*Selected excerpt*
The Unicode Consortium provide a range of data files detailing
the nature of code points in Unicode. These data files are
machine-readable but large. Here, a set of loaders are provided
to parse these files during a TeX run and set appropriate
parameters in an automated fashion.

File: `load-unicode-data.tex`
=============================

The loader parses a number of data files provided by the Unicode
Consortium and when used with used Unicode-capable engine sets
up a range of TeX-related parameters based on the extracted
information.

From the file `UnicodeData.txt` the following properties are set:
- `\catcode` 11 for all letters (Unicode class "L")
- `\catcode` 11 for all combining marks (Unicode class "M")
- `\sfcode` 999 for all code points of class "Lu" (upper case
  letters)

*Written problem 1*
From the loader description, list every parameter setting it says is taken from `UnicodeData.txt`.
*Written problem 2*
Rewrite the loader description, starting with "The Unicode Consortium" and going on through "an automated fashion.", with "large" changed to "bulky".
The records aren't needed for this.

*Dataset content*
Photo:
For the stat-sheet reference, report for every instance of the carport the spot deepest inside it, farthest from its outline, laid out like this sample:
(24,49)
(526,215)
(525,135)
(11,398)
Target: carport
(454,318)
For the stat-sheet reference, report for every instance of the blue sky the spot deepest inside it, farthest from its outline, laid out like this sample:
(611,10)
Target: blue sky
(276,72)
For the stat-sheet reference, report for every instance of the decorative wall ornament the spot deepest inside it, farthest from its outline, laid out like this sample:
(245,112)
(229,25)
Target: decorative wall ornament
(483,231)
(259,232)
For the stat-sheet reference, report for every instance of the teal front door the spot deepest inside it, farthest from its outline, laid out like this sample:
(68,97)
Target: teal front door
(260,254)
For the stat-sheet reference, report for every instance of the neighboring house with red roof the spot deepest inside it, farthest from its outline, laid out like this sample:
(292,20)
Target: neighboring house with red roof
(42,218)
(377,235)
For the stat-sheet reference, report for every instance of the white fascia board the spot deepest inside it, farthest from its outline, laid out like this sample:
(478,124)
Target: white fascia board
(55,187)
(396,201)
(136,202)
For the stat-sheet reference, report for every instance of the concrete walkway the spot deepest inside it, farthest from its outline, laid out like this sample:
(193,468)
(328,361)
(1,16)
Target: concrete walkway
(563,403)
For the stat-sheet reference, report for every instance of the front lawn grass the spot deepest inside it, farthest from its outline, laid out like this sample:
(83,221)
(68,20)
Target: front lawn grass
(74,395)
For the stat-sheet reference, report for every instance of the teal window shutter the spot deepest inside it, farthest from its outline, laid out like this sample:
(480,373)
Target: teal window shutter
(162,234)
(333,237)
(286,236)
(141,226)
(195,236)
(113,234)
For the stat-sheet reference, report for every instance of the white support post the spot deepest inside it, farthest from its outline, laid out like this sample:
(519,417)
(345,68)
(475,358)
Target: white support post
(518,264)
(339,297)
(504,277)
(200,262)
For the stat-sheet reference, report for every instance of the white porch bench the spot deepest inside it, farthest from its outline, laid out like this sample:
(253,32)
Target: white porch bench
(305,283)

*Expected answer 1*
- `\catcode` 11 for all letters (Unicode class "L")
- `\catcode` 11 for all combining marks (Unicode class "M")
- `\sfcode` 999 for all code points of class "Lu" (upper case letters)

*Expected answer 2*
The Unicode Consortium provide a range of data files detailing
the nature of code points in Unicode. These data files are
machine-readable but bulky. Here, a set of loaders are provided
to parse these files during a TeX run and set appropriate
parameters in an automated fashion.